After the Dance Is Over 2: Same Planet Different World

same planet different world, grey noise @ columbia college dance center, 10 march 2011.

In choreographer Joanna Rosenthal’s take on the gender dynamics of classic film noir, muscles seemed to be led by other parts of the body. Bones, sinews, and tendons did the propulsion. Or, sometimes, it seemed like some kind of string was pulling and yanking on the dancers, as if they were puppets, dummies, or, perhaps, real people helplessly trapped in cinematic archetypes, mere projections of selves instead of active agents. The dancing suggested that power might emanate from outside the self, applied from larger cultural forces to the body rather than coming from within.

Forgotten elements of the past—the violent, lurking past—are still with us, the dance suggested, even if they are in black and white or out of print. Bodies were sent corkscrewing down other bodies, twisted over themselves, ripped from the contemporary dance setting into the spoken soundtrack of a hard-boiled detective story. Bodies got lost in a descending swirl of bleak tragedy, trying to find their bearings in a world whose initial nostalgic air quickly gave way to a contemporary terror.

One was wrenched out of hip discernment into the violence that always lurks just below the surface of supposedly civilized modern life. Cells of celluloid whose bars were ripped asunder came off the reels. The anguish of cynical calculations led to an inevitable terminus, which was, given the film noir setting, perhaps a preordained conclusion of violent tragedy, one whose chalky outline of a dead body was barely covered by stylish retro garb.

**Material shown:**
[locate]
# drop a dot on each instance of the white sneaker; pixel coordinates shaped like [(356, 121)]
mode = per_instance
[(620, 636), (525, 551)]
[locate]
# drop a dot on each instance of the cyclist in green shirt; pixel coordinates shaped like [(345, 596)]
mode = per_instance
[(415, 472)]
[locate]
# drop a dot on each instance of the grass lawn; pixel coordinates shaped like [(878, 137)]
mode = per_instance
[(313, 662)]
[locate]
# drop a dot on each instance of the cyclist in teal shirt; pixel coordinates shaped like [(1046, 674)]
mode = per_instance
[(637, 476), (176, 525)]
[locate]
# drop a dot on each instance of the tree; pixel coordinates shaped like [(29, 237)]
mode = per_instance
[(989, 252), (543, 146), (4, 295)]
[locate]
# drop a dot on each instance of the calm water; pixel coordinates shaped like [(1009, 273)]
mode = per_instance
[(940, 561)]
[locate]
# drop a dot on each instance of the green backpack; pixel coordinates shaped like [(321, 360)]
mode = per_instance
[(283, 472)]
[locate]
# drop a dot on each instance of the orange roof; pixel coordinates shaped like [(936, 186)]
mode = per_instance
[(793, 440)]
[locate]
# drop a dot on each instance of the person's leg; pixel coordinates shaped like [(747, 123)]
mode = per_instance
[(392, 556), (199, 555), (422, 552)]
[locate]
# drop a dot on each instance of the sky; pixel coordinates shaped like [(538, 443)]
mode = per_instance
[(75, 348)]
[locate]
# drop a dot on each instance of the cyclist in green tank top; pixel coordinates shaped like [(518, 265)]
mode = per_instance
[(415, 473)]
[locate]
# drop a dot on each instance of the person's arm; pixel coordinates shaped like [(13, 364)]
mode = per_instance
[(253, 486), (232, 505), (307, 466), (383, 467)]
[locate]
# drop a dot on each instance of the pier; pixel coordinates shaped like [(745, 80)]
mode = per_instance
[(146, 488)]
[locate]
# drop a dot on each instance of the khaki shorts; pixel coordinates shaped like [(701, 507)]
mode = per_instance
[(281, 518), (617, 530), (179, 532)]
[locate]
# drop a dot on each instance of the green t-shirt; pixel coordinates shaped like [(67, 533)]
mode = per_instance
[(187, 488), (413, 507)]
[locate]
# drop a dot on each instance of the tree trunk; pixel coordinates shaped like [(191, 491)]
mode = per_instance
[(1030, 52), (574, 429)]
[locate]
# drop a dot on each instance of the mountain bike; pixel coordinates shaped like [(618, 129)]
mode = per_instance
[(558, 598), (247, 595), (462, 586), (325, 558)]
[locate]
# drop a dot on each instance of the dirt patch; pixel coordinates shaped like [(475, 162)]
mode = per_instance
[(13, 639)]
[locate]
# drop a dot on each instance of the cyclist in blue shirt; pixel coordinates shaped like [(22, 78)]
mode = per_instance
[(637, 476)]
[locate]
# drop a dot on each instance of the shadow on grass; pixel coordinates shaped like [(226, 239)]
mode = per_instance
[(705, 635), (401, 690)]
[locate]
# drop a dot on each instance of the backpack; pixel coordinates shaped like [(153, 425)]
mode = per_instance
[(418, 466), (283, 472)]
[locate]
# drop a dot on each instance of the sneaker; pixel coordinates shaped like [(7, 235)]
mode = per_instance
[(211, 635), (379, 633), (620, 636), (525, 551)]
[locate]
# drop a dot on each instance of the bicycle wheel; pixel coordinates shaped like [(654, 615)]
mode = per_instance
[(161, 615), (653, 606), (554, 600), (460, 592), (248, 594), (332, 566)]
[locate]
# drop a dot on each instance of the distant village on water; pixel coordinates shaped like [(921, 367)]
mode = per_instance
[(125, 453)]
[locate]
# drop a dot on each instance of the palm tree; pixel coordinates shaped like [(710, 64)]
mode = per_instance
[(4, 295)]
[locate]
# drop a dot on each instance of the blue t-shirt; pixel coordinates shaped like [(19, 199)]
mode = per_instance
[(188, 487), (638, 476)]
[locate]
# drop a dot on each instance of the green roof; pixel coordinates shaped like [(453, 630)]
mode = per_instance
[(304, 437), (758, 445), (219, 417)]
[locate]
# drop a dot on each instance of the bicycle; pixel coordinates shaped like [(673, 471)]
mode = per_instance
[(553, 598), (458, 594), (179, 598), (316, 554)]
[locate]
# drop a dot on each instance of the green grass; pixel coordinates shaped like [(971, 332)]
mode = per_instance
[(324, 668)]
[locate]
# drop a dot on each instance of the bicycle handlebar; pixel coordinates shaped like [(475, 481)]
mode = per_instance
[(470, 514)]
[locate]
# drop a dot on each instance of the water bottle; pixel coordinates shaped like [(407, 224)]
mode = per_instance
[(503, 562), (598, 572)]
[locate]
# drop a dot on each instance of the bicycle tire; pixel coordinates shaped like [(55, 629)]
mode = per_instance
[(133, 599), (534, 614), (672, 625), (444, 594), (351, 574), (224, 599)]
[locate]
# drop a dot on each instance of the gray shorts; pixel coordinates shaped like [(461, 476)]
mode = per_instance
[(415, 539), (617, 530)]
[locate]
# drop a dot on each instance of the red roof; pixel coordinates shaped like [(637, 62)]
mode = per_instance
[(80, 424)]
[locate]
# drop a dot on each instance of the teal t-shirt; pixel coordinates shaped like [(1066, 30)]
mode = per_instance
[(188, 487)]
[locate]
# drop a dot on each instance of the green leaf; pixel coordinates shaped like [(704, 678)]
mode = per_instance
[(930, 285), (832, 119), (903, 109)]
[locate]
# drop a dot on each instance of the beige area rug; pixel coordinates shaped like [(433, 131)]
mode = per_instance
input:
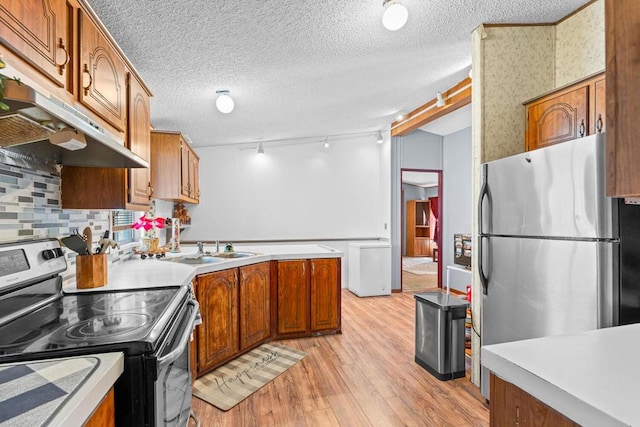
[(421, 266), (240, 378)]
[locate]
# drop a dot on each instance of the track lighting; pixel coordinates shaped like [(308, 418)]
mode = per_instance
[(224, 102), (395, 15)]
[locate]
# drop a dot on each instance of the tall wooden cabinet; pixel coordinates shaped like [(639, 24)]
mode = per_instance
[(622, 26), (174, 168), (418, 231), (38, 32), (569, 113)]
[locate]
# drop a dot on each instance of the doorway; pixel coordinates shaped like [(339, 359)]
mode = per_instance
[(421, 225)]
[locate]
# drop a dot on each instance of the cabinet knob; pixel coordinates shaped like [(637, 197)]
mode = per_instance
[(65, 53), (599, 123), (85, 72)]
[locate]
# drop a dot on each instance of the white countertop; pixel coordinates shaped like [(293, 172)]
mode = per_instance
[(591, 377), (82, 382), (150, 273)]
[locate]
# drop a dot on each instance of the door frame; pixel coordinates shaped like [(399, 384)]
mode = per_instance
[(403, 226)]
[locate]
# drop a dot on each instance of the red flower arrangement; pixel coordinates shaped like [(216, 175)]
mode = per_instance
[(149, 225)]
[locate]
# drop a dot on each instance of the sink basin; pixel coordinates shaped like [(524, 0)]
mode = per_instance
[(195, 259), (233, 254)]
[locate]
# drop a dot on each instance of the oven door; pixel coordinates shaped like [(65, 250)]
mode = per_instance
[(173, 384)]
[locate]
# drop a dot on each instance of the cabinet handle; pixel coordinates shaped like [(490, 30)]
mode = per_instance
[(599, 124), (62, 66), (85, 71)]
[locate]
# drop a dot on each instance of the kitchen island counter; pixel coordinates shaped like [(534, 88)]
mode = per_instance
[(150, 273), (56, 392), (590, 377)]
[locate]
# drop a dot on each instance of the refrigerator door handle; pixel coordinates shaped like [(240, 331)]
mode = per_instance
[(484, 193)]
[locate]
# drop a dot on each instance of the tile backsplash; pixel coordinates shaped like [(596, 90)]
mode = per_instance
[(30, 209)]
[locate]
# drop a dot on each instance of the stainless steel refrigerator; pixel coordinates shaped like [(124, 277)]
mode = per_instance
[(548, 246)]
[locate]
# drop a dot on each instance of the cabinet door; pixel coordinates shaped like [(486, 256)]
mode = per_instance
[(557, 119), (217, 294), (255, 310), (511, 406), (293, 297), (325, 294), (37, 30), (139, 136), (102, 75), (600, 106)]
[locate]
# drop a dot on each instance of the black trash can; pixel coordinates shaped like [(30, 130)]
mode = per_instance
[(440, 334)]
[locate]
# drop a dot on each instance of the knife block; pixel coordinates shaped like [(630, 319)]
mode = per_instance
[(91, 271)]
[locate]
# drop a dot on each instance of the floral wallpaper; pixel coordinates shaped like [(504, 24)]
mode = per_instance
[(580, 45)]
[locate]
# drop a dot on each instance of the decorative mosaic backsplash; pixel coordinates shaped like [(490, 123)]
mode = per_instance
[(30, 209)]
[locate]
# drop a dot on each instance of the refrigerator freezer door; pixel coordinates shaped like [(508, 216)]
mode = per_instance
[(557, 191), (541, 287)]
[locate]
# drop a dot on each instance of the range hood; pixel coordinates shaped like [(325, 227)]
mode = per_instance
[(48, 128)]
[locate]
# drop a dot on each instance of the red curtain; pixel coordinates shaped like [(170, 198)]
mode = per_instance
[(435, 231)]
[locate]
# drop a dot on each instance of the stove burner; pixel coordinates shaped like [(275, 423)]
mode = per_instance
[(107, 326), (109, 303)]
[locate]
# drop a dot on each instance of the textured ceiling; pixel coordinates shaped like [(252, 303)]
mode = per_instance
[(298, 68)]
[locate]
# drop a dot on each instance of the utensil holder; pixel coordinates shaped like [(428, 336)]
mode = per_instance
[(91, 271)]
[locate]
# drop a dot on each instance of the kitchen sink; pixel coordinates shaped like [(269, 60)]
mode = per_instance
[(195, 259), (233, 254)]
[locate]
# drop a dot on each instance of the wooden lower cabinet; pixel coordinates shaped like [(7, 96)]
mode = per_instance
[(511, 406), (325, 294), (293, 297), (255, 310), (217, 294), (104, 415)]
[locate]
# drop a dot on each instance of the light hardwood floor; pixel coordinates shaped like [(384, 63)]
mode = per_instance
[(364, 377)]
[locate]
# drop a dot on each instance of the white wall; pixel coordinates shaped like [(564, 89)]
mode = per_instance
[(293, 192), (457, 200)]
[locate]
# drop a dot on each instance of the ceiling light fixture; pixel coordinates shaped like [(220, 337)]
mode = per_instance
[(224, 103), (395, 15)]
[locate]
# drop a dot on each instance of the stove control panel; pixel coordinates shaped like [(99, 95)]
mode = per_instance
[(29, 260)]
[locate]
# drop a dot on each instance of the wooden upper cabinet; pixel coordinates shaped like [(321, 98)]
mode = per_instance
[(558, 118), (102, 74), (217, 294), (174, 168), (622, 26), (325, 294), (255, 310), (37, 30), (571, 112), (293, 297), (139, 142)]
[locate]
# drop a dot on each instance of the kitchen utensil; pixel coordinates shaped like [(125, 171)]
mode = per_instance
[(76, 244), (87, 234)]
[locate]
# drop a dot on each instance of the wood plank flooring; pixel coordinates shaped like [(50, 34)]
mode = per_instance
[(364, 377)]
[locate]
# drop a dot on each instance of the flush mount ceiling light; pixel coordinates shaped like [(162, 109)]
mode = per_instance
[(224, 103), (395, 15)]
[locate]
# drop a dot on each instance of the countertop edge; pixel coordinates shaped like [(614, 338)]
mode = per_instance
[(78, 409), (562, 401)]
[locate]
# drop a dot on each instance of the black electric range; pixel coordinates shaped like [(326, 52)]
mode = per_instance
[(150, 326)]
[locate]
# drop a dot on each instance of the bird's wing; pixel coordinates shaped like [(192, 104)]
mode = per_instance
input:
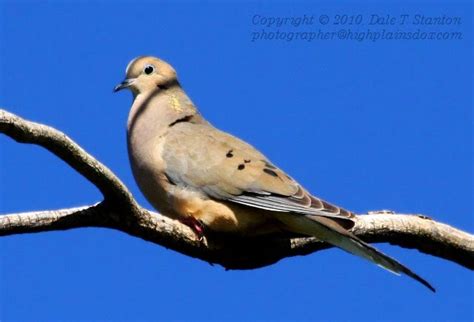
[(223, 167), (201, 157)]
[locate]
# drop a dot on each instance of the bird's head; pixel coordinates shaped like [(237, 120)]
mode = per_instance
[(147, 74)]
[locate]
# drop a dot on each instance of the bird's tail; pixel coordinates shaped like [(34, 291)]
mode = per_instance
[(329, 231)]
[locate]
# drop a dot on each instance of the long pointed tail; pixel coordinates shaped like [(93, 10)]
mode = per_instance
[(329, 231)]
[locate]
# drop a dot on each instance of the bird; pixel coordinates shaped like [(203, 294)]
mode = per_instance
[(213, 181)]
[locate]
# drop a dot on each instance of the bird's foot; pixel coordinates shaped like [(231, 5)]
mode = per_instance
[(196, 225)]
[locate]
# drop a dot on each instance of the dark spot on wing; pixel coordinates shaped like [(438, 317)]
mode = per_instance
[(269, 165), (330, 208), (169, 179), (186, 118), (270, 172)]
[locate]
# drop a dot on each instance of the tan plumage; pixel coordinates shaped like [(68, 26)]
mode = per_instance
[(193, 172)]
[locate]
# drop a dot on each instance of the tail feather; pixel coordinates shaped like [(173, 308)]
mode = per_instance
[(329, 231)]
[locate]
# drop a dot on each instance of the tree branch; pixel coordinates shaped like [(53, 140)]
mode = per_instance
[(120, 211)]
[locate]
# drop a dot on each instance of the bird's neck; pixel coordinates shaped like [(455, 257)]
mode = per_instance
[(159, 110)]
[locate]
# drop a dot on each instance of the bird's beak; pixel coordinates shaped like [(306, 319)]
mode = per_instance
[(125, 84)]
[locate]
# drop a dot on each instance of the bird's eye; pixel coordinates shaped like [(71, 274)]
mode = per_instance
[(149, 69)]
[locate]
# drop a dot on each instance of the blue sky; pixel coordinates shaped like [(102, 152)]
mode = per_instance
[(367, 125)]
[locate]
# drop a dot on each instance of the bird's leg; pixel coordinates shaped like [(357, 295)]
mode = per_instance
[(196, 225)]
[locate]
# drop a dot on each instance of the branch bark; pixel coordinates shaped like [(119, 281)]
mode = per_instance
[(120, 211)]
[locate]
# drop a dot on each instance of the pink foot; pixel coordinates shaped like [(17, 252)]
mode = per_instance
[(196, 226)]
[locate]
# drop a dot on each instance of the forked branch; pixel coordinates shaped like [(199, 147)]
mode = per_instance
[(120, 211)]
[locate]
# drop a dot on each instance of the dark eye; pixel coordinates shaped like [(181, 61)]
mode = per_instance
[(149, 69)]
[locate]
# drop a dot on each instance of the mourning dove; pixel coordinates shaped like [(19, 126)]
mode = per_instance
[(191, 171)]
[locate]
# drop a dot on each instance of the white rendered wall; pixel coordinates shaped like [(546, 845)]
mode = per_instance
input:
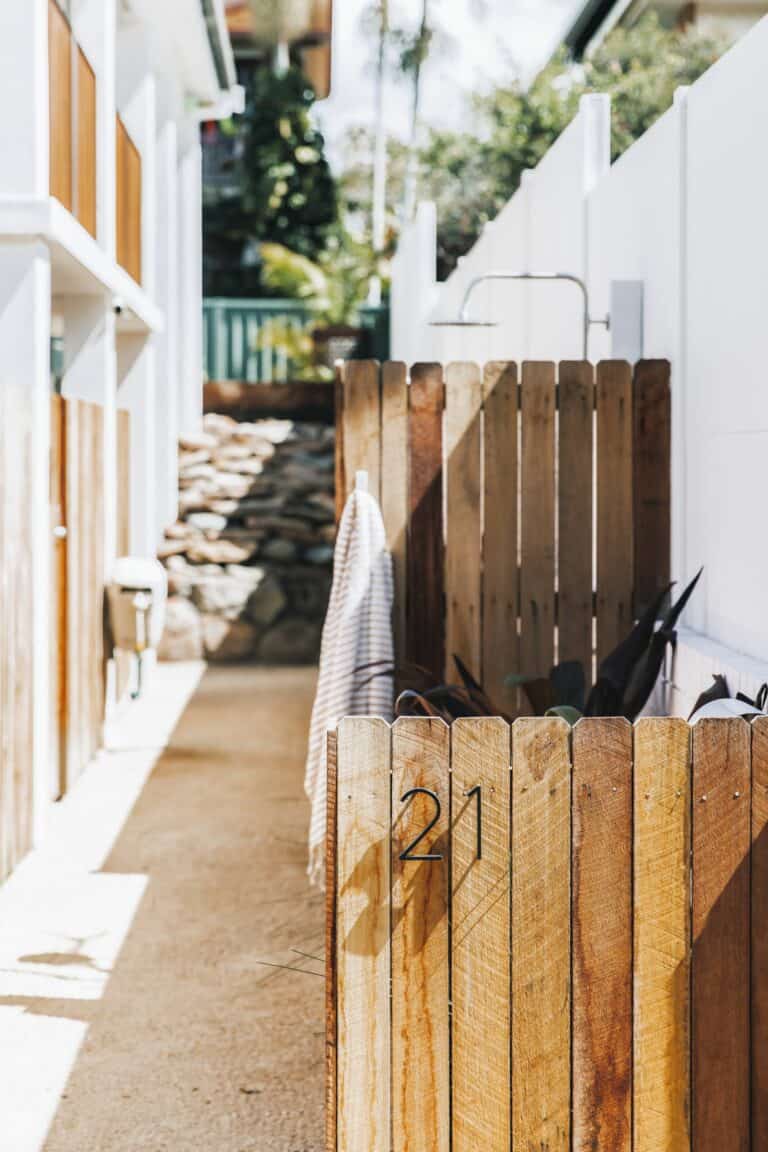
[(24, 98), (24, 368)]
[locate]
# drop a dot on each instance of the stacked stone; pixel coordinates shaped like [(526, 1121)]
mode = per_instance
[(249, 560)]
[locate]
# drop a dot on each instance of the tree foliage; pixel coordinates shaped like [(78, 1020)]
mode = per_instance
[(287, 195), (471, 175)]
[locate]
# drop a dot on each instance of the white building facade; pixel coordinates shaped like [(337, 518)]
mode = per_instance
[(100, 250)]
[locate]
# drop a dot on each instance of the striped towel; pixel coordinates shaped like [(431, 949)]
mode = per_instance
[(357, 631)]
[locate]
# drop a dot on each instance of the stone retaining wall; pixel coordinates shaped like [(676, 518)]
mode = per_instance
[(250, 558)]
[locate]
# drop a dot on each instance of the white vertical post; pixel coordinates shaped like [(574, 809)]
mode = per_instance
[(24, 370), (136, 374), (190, 283), (24, 98), (167, 341), (90, 373)]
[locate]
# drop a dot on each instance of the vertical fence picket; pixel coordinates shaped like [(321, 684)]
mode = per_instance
[(602, 935), (721, 935), (652, 438), (480, 910), (362, 448), (662, 937), (419, 940), (541, 945), (575, 503), (615, 562), (363, 929), (394, 487), (463, 527), (759, 953), (332, 960), (425, 558), (500, 569), (538, 520)]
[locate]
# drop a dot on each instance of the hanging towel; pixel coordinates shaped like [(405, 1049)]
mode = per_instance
[(357, 631)]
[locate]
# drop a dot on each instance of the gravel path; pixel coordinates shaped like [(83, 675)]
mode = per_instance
[(198, 1046)]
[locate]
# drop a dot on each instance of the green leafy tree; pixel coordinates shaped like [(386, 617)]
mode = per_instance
[(287, 195), (472, 175)]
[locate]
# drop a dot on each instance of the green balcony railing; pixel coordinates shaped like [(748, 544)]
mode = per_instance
[(264, 341)]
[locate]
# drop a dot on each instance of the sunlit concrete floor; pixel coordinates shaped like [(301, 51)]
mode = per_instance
[(138, 1012)]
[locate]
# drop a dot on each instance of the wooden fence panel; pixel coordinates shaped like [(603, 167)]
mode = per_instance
[(363, 933), (463, 528), (721, 935), (394, 489), (652, 447), (615, 536), (575, 505), (419, 938), (425, 595), (606, 1002), (541, 939), (759, 953), (538, 520), (662, 935), (480, 994), (500, 574), (362, 401), (508, 493)]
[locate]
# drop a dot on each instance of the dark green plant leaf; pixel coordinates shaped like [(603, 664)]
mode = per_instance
[(569, 684)]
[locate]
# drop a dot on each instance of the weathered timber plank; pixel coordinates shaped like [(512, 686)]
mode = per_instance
[(538, 520), (721, 935), (362, 423), (419, 940), (662, 937), (652, 433), (480, 844), (575, 486), (463, 527), (425, 562), (541, 946), (331, 960), (394, 489), (363, 881), (615, 537), (602, 935), (500, 561)]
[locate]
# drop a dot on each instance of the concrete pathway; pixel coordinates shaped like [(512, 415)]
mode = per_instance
[(137, 1010)]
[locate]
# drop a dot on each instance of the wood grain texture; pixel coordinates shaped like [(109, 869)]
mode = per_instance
[(331, 959), (60, 98), (538, 520), (363, 879), (425, 565), (463, 525), (541, 947), (759, 953), (500, 563), (602, 935), (86, 145), (480, 912), (652, 463), (419, 941), (362, 424), (721, 935), (394, 487), (662, 935), (575, 507), (615, 560)]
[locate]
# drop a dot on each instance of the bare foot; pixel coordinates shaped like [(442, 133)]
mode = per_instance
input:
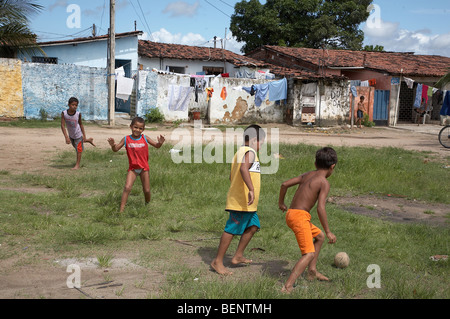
[(220, 269), (316, 275), (241, 260), (286, 290), (90, 141)]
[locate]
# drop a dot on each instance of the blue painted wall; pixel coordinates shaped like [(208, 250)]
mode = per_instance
[(49, 87), (93, 54)]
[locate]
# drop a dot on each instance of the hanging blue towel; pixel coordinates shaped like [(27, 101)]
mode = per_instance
[(261, 93), (445, 110), (418, 100), (278, 90)]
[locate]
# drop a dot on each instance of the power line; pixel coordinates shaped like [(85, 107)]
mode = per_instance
[(227, 4), (145, 19), (217, 8), (140, 19)]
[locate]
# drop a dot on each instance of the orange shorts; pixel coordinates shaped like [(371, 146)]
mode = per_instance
[(300, 223)]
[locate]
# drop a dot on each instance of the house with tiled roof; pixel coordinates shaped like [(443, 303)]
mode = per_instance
[(385, 72), (184, 59), (161, 71)]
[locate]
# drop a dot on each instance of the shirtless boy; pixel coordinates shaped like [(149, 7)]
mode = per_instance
[(313, 187)]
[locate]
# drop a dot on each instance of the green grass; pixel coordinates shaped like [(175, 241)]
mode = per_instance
[(78, 212)]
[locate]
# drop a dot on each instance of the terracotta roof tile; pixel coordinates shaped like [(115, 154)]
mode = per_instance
[(390, 62), (90, 39), (151, 49)]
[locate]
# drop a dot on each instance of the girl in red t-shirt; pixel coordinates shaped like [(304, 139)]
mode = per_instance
[(136, 145)]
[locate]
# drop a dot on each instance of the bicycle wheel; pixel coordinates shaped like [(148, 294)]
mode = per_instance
[(444, 136)]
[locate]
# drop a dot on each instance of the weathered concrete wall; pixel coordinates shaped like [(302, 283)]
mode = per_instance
[(11, 97), (332, 104), (147, 92), (239, 106), (49, 87), (335, 103)]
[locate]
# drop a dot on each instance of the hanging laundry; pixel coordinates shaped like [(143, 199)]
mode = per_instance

**Activity:** In the dance review, which classic film genre's gender dynamics does the choreographer take on?

**Answer section:** Classic film noir.